» Série de tâches:
(1) Recopiez fidèlement le passage de l'extrait sur les victimes civiles en Ukraine, en commençant par "Des milliers de" et en poursuivant jusqu'à "choquer certains lecteurs.".
(2) D'après l'extrait sur les victimes civiles en Ukraine, à quelle date l'offensive russe a-t-elle débuté ?
(3) Poursuivez l'extrait sur les victimes civiles en Ukraine à la suite de sa dernière phrase.

» Extrait:

+===+

Des milliers de civils ukrainiens ont été tués lors des combats et des bombardements depuis le début de l’offensive russe le 24 février. Pour faire face à ces décès en surnombre, les citoyens et les autorités locales ont eu recours à des fosses communes et des cimetières de fortune pour enterrer leurs morts. Des images satellite et des vidéos amateur documentent l’apparition de nouvelles tombes, permettant ainsi de quantifier le lourd bilan humain de la guerre.
Attention : cet article contient des images et des descriptions susceptibles de choquer certains lecteurs.

+===+

» Entrées:
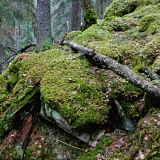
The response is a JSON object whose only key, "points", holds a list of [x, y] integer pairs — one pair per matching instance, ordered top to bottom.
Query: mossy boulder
{"points": [[150, 23], [151, 51], [67, 86], [145, 142]]}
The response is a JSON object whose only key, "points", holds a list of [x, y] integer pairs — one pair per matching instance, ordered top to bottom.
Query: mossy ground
{"points": [[82, 93]]}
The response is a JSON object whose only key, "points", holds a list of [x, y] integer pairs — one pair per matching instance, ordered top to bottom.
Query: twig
{"points": [[152, 75], [71, 146]]}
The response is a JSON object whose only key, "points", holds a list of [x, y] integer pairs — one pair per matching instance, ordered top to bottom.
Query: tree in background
{"points": [[75, 12], [89, 15], [43, 22]]}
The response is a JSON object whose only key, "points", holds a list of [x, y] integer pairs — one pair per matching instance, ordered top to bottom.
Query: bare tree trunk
{"points": [[75, 11], [89, 15], [43, 21], [3, 56], [119, 69]]}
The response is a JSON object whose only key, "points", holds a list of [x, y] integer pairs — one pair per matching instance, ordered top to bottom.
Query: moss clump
{"points": [[120, 8], [150, 23], [72, 35], [116, 49], [151, 51], [77, 105], [145, 142], [92, 153]]}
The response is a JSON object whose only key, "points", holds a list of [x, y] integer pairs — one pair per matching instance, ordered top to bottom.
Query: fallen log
{"points": [[116, 67], [152, 75]]}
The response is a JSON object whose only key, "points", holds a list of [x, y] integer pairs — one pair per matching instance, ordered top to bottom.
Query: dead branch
{"points": [[119, 69], [152, 75], [71, 146]]}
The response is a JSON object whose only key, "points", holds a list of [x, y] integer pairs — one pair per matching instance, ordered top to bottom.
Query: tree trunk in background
{"points": [[75, 11], [89, 15], [43, 21], [3, 56]]}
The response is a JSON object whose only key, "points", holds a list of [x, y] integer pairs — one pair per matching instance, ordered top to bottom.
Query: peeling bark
{"points": [[119, 69]]}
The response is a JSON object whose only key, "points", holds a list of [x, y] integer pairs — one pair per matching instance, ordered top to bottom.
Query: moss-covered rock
{"points": [[150, 23], [151, 51], [145, 143]]}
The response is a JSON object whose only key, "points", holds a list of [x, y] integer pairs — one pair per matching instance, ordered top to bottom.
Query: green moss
{"points": [[143, 10], [147, 23], [72, 35], [117, 49], [150, 51], [92, 153]]}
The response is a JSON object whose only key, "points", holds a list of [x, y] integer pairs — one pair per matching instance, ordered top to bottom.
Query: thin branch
{"points": [[71, 146]]}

+===+

» Réponses par tâche:
(1)
Des milliers de civils ukrainiens ont été tués lors des combats et des bombardements depuis le début de l’offensive russe le 24 février. Pour faire face à ces décès en surnombre, les citoyens et les autorités locales ont eu recours à des fosses communes et des cimetières de fortune pour enterrer leurs morts. Des images satellite et des vidéos amateur documentent l’apparition de nouvelles tombes, permettant ainsi de quantifier le lourd bilan humain de la guerre.
Attention : cet article contient des images et des descriptions susceptibles de choquer certains lecteurs.

(2) Le 24 février.

(3)
Le bilan des pertes civiles depuis le début de la guerre en Ukraine est difficile à établir. En date du 15 avril, le Haut-Commissariat des Nations unies aux droits de l’Homme avait recensé 4 633 victimes civiles, dont 1 982 sont décédées. Cependant, l’agence indique que les chiffres réels sont probablement bien plus élevés, car le décompte des victimes dans plusieurs régions en proie à d’importants combats n’a pas encore été communiqué.
Chernihiv. Dozens, (possibly over 100) bodies of Ukrainian civilians in freshly marked grave. The Ukrainians had to hastily bury the newly found dead after the Russian retreat,. #Ukraine #UkraineWar pic.twitter.com/kvz7gBeXBz
— Battle Leaks Independent (@leaks_battle) April 10, 2022
Dans une vidéo publiée le 11 avril 2022, on peut voir des tombes nouvellement creusées pour enterrer les personnes décédées à Tchernihiv pendant la guerre en Ukraine. Elles sont marquées par de petites pancartes en bois comportant le nom des victimes.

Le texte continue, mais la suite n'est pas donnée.